> Problem requirements
Rewrite the records below with every "place a pin" changed to "put a marker", leaving all other text as it is.
:: Supplied data ::
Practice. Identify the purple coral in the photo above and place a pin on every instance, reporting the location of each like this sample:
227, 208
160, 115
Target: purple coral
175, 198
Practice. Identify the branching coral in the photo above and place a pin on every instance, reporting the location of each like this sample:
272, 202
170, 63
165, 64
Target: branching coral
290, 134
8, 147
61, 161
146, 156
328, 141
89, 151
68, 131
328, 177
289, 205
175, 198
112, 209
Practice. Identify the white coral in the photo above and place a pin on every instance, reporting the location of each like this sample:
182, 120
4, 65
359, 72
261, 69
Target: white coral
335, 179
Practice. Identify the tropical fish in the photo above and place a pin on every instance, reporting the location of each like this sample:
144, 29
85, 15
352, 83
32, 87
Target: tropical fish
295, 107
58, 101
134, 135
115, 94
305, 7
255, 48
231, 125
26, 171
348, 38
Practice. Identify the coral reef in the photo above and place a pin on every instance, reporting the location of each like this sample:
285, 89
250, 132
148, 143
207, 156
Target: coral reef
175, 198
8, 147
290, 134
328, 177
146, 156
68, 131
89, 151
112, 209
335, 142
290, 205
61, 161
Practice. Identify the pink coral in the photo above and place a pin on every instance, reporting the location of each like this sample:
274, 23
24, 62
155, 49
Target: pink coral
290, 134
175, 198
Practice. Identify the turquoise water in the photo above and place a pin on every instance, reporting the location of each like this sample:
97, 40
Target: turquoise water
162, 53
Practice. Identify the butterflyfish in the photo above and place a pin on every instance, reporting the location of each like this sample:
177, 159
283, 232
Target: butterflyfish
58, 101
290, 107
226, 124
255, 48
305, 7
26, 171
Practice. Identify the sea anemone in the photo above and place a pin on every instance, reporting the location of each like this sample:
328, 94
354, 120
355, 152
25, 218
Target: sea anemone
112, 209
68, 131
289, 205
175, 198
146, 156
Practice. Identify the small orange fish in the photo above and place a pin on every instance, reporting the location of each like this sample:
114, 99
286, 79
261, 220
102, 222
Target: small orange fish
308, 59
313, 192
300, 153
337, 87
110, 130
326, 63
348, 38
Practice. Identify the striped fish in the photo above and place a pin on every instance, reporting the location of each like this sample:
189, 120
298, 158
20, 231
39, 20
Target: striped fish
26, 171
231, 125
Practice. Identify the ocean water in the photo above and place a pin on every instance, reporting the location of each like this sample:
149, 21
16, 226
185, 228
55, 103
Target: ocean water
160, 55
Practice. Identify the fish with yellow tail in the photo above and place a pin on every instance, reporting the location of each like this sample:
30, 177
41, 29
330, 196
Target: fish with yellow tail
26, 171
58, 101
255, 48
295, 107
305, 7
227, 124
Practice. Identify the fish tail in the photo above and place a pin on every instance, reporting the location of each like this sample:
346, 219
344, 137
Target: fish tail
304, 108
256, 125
:::
> Exercise result
Practice. Identify the purple coral in the photo above and put a marker on every instance, reporting the location of each like this sample:
227, 208
160, 115
Target: purple coral
175, 198
Practice. Identify the branching coral in the photo above and put a marker on every instance, reporting the location of each like this sample:
272, 202
170, 63
165, 64
Target: branching coral
290, 134
8, 147
61, 161
146, 156
328, 141
89, 151
68, 131
328, 177
289, 205
175, 198
112, 209
Practice. Identify the white coral in the photo above and put a marker on every instance, reporting the location of each like this sample:
182, 120
4, 65
359, 72
261, 69
Target: white coral
335, 179
Practice. Identify the tropical fish in the photo above and put a marker on every instance, reporting the location of each like this sample:
144, 29
85, 15
352, 83
32, 87
Target: tropical fish
295, 107
58, 101
134, 135
115, 94
305, 7
255, 48
231, 125
26, 171
348, 38
Practice. Identify the coral reef in the photo above and put a marker on every instance, reporting the location of each like this sample:
285, 89
250, 132
148, 143
207, 156
Target: coral reef
175, 198
8, 147
290, 134
328, 177
146, 156
68, 131
89, 151
112, 209
335, 142
290, 205
61, 161
Practice. Identify the pink coral in the photo above and put a marker on every instance, reporting the location of each like this sample:
274, 23
24, 62
155, 49
Target: pink coral
290, 134
175, 198
Practice. Identify the turquoise water in the photo above and put a marker on every instance, reporting the location of each like this sample:
97, 40
Target: turquoise water
162, 53
Practice. Identify the butterflyfish in the photo above and put a marker on every instance, reporting the location of each like this sample:
177, 159
283, 232
Target: butterflyfish
58, 101
290, 107
226, 124
255, 48
305, 7
26, 171
Practice. Identify the sea anemone in the photo above and put a marker on every instance, reporting the location of each like this sample:
328, 94
354, 120
355, 152
25, 218
Target: sea anemone
112, 209
68, 131
289, 205
175, 198
146, 156
Practice. Identify the small orange fish in the photo above and put a marker on every instance, reporting the location of each like this sample:
114, 99
286, 79
261, 220
102, 222
Target: small orange fish
308, 59
313, 192
300, 153
337, 87
110, 130
326, 63
348, 38
Practice. Identify the striped fish in the photo above and put a marker on every instance, reporting the location of each like this sample:
189, 120
298, 158
20, 231
39, 20
Target: striped fish
26, 171
231, 125
Practice. Identify the ocean water in the photo above and put a marker on every instance, reporting the location of each like this sample:
149, 21
16, 226
185, 228
55, 103
Target: ocean water
160, 55
Practice. Identify the fish with yellow tail in the photo above and put a marker on every instance, reporting the location of each like this sample:
30, 177
41, 29
330, 196
Target: fish with yellow tail
26, 171
58, 101
255, 48
295, 107
305, 7
227, 124
Practice. Identify the fish tail in the photo above and put a marker on every instance, reporting the location of each like this sample:
346, 219
344, 137
Target: fish tail
304, 108
256, 125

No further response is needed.